*Exercise prompt*: Retype nothing but the lines running from the line that contains "Question. Identify every instance of the eroded" to the last line, both ends included, and skip every image.

----------------------------------------

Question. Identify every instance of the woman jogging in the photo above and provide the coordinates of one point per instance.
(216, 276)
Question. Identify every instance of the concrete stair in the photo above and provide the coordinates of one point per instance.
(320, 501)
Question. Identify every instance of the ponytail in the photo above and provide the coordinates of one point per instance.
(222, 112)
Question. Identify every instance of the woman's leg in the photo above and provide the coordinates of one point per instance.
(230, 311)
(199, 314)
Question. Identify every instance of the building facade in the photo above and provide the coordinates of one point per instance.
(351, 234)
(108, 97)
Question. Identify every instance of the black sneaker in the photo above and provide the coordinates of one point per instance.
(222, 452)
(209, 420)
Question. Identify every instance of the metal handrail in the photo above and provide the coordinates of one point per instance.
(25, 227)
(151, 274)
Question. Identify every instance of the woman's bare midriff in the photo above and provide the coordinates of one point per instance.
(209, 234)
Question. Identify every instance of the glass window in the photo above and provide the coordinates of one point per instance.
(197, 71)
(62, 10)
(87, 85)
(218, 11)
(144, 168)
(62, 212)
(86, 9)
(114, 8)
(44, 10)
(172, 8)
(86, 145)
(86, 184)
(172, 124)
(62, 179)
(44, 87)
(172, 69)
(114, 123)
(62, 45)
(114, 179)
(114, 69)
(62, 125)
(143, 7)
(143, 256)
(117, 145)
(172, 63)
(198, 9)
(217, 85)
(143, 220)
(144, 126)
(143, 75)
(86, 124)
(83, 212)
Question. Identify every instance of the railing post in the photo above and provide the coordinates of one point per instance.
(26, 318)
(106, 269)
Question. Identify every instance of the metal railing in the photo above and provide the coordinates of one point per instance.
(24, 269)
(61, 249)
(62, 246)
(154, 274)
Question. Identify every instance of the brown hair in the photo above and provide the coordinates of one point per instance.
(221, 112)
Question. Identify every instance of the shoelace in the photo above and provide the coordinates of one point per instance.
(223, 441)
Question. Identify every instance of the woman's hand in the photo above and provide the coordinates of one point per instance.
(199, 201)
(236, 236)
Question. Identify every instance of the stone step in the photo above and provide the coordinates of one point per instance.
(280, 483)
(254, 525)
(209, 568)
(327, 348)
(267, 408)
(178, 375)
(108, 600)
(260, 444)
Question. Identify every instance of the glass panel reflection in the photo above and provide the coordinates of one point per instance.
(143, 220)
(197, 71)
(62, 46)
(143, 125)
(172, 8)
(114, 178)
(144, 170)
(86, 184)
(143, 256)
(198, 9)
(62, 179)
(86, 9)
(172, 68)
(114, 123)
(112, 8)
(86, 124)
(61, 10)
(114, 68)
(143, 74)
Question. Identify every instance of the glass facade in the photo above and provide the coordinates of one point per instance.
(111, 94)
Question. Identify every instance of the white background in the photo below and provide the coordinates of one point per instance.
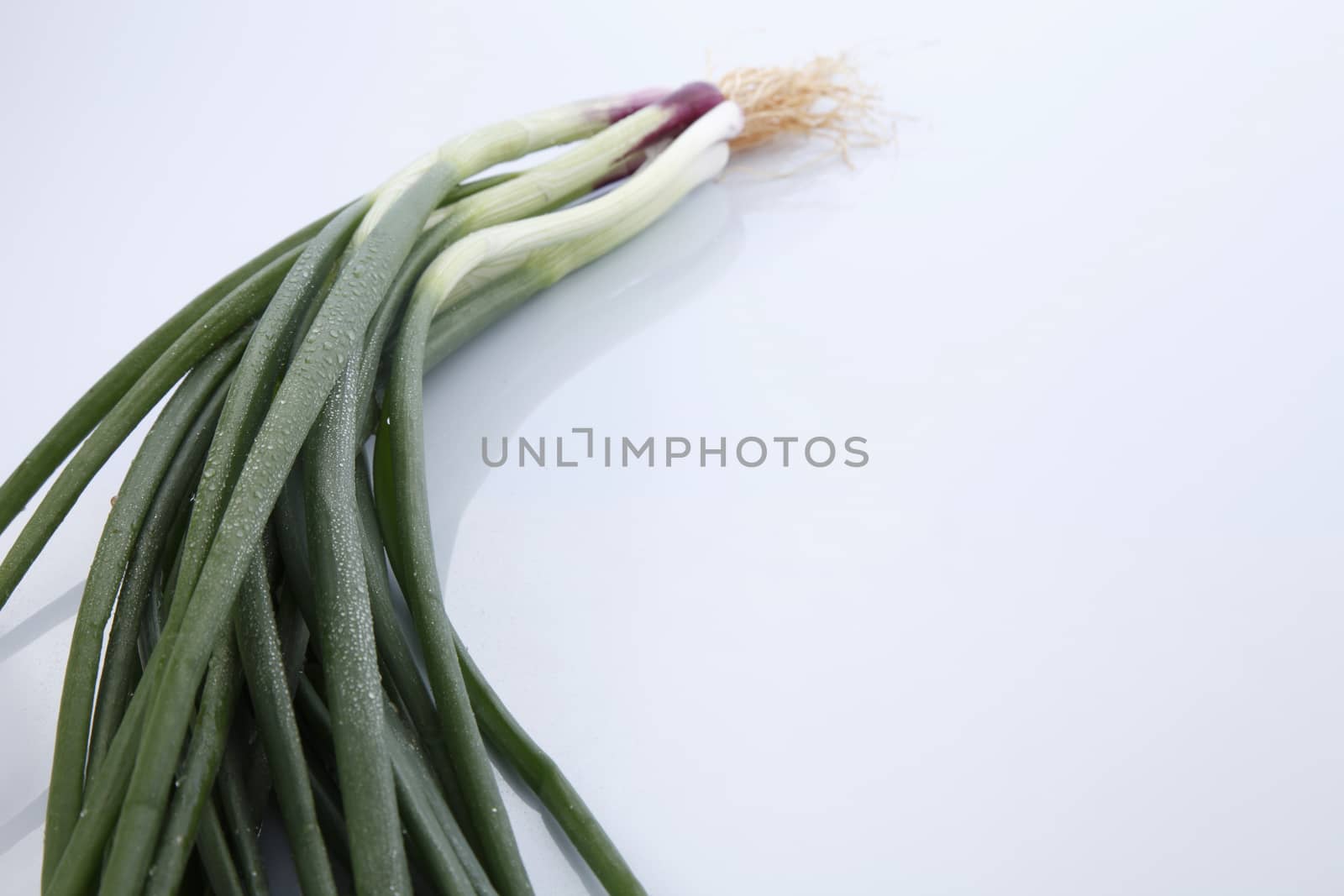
(1077, 625)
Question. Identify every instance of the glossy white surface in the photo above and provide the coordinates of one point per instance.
(1075, 626)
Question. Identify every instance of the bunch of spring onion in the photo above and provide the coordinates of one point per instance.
(239, 636)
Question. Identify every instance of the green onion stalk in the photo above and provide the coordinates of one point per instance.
(252, 500)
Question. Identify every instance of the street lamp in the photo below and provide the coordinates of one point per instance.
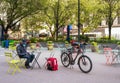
(78, 20)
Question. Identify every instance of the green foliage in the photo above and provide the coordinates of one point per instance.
(66, 42)
(33, 40)
(49, 42)
(15, 10)
(118, 43)
(94, 43)
(84, 38)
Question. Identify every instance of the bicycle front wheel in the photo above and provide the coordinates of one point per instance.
(85, 64)
(65, 59)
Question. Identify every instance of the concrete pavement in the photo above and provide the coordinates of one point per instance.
(101, 73)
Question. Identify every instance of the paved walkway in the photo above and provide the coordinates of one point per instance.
(101, 73)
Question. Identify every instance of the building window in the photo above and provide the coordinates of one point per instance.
(118, 20)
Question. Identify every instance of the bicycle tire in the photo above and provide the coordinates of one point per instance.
(65, 59)
(82, 61)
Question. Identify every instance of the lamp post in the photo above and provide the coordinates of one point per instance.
(78, 20)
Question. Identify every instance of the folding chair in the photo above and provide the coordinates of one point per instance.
(46, 58)
(109, 55)
(15, 55)
(13, 63)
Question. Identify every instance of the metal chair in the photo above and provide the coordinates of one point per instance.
(13, 63)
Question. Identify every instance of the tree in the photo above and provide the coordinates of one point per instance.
(13, 11)
(32, 24)
(111, 10)
(90, 16)
(58, 13)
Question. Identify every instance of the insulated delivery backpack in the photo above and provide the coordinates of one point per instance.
(52, 64)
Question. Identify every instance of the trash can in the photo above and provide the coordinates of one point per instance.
(3, 44)
(6, 43)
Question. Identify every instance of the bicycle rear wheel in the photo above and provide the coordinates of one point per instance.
(65, 59)
(85, 64)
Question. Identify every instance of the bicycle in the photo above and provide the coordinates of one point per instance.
(84, 62)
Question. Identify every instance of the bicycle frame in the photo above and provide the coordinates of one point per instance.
(78, 53)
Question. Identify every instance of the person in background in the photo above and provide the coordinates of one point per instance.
(22, 53)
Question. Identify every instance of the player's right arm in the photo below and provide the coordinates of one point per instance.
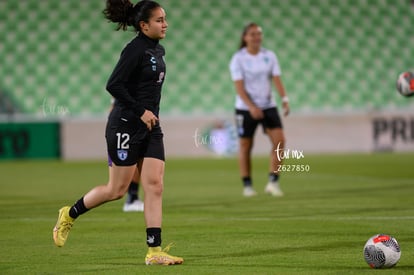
(255, 111)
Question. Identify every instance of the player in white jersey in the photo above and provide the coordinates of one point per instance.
(253, 69)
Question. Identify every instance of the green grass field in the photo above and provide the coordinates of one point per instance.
(319, 227)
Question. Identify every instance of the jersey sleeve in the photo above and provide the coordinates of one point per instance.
(276, 71)
(236, 71)
(117, 82)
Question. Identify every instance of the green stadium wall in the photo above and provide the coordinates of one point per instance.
(340, 56)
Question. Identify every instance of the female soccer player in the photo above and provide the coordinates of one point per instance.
(253, 69)
(133, 133)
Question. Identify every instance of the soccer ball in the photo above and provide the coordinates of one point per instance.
(405, 83)
(382, 251)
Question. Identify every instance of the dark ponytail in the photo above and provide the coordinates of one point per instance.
(245, 30)
(126, 14)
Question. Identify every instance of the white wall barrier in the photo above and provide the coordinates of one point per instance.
(314, 133)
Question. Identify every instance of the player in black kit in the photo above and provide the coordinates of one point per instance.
(133, 133)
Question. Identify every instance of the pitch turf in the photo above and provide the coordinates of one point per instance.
(318, 227)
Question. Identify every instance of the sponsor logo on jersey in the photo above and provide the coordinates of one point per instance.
(122, 154)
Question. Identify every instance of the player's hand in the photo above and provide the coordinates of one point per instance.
(149, 119)
(286, 108)
(256, 113)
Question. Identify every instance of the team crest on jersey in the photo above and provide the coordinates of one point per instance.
(122, 154)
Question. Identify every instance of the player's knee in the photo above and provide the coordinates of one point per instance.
(157, 186)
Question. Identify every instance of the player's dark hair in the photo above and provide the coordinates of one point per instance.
(127, 14)
(245, 30)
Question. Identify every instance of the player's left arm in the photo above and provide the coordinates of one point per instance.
(277, 81)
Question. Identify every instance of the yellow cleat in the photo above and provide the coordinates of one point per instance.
(158, 256)
(63, 226)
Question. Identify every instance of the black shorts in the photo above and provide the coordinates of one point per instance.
(246, 125)
(129, 140)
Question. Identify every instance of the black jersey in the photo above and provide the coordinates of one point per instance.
(136, 80)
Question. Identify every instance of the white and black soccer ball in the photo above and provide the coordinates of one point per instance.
(405, 83)
(382, 251)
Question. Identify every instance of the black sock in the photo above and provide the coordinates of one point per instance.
(273, 177)
(154, 236)
(77, 209)
(247, 181)
(132, 192)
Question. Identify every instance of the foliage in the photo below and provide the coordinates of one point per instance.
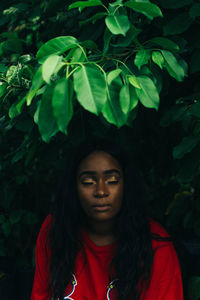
(69, 69)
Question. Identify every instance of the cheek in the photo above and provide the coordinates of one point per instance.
(83, 196)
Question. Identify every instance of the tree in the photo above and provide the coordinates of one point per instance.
(69, 69)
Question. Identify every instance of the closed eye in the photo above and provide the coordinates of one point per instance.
(87, 182)
(113, 182)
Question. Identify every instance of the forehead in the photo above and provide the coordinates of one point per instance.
(99, 161)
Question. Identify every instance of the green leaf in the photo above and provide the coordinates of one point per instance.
(12, 46)
(112, 111)
(128, 98)
(158, 58)
(178, 25)
(36, 84)
(172, 65)
(195, 61)
(16, 108)
(76, 55)
(56, 46)
(30, 218)
(3, 87)
(62, 103)
(44, 116)
(117, 24)
(94, 18)
(82, 4)
(148, 9)
(194, 288)
(142, 57)
(195, 10)
(112, 75)
(165, 43)
(51, 66)
(90, 87)
(134, 81)
(6, 228)
(148, 94)
(186, 146)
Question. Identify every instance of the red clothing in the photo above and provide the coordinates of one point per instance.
(90, 280)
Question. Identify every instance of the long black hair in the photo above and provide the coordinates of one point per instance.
(134, 255)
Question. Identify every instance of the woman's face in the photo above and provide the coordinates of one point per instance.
(100, 186)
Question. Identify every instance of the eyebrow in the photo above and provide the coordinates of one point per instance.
(106, 172)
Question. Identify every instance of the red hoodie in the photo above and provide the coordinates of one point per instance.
(90, 279)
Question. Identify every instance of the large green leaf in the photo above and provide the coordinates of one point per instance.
(62, 103)
(90, 87)
(51, 66)
(117, 24)
(131, 34)
(134, 81)
(16, 107)
(178, 24)
(56, 46)
(148, 94)
(112, 75)
(158, 58)
(36, 84)
(107, 38)
(165, 43)
(142, 57)
(82, 4)
(44, 116)
(128, 98)
(3, 87)
(148, 9)
(194, 288)
(172, 65)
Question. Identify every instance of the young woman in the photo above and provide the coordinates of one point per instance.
(99, 243)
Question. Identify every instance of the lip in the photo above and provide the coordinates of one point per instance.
(101, 207)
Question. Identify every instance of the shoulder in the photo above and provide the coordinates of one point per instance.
(160, 237)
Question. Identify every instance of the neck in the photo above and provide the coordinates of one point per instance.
(101, 233)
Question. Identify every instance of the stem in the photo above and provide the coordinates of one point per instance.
(83, 51)
(71, 72)
(105, 8)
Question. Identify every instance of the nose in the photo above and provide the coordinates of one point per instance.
(101, 189)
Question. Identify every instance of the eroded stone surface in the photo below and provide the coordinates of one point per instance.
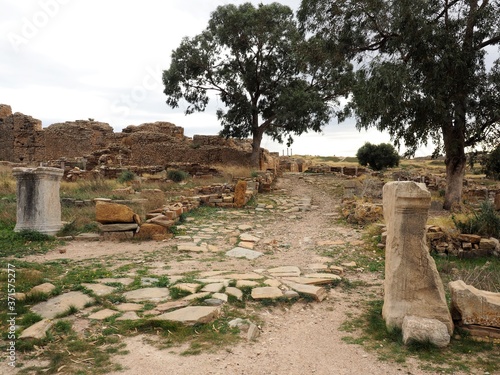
(191, 314)
(147, 294)
(412, 284)
(474, 306)
(61, 304)
(240, 252)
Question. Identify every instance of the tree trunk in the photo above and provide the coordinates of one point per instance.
(456, 161)
(256, 141)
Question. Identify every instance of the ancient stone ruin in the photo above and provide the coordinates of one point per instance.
(414, 298)
(90, 143)
(38, 204)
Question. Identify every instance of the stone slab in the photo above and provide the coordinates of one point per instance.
(129, 315)
(318, 293)
(235, 292)
(191, 315)
(99, 289)
(60, 304)
(129, 306)
(103, 314)
(147, 294)
(266, 292)
(191, 247)
(37, 330)
(170, 305)
(118, 227)
(240, 252)
(213, 288)
(284, 271)
(121, 280)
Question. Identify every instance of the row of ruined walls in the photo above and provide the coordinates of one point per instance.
(23, 140)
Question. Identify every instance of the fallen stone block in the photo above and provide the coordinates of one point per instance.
(191, 315)
(266, 292)
(37, 330)
(118, 227)
(474, 306)
(240, 252)
(106, 213)
(318, 293)
(419, 329)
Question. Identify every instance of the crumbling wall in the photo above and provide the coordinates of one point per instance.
(22, 139)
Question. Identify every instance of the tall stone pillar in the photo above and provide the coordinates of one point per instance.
(38, 204)
(412, 285)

----------------------------------------

*Right answer*:
Question. Identify every instance of the eroded stone surface in the photo below and provide the coordinates of one point per instance.
(191, 314)
(147, 294)
(412, 284)
(474, 306)
(61, 304)
(240, 252)
Question. Identify every instance of the tree trunk in the photo above and provide the coordinates of one point per instance.
(456, 161)
(256, 141)
Question. Identify every instance of the ancient stone ruin in the photo above and provide the coordinates of one point per instance.
(414, 298)
(90, 143)
(38, 204)
Question. Identify every instance of the stone slab in the photo above and provide the coordinates of one point per instance.
(129, 315)
(318, 293)
(235, 292)
(191, 315)
(99, 289)
(60, 304)
(129, 306)
(103, 314)
(147, 294)
(266, 292)
(191, 247)
(37, 330)
(170, 305)
(118, 227)
(240, 252)
(213, 288)
(284, 271)
(121, 280)
Question. Identify every instance of the row of ruined walls in the photo above and provide the coordinates of one point per instance.
(23, 140)
Question. Identify every instance of the fallen stone block in the photo above and provide the coordinates of one point per instance.
(191, 315)
(266, 292)
(37, 330)
(118, 227)
(474, 306)
(240, 252)
(106, 213)
(318, 293)
(419, 329)
Question. Identify every instance of the crumbling wall in the photo above and provide the coordinates of one point per instance.
(22, 139)
Question. Identify every instance of the tall stone pillar in the photo above and provide the coordinates of one point per instance.
(38, 204)
(412, 285)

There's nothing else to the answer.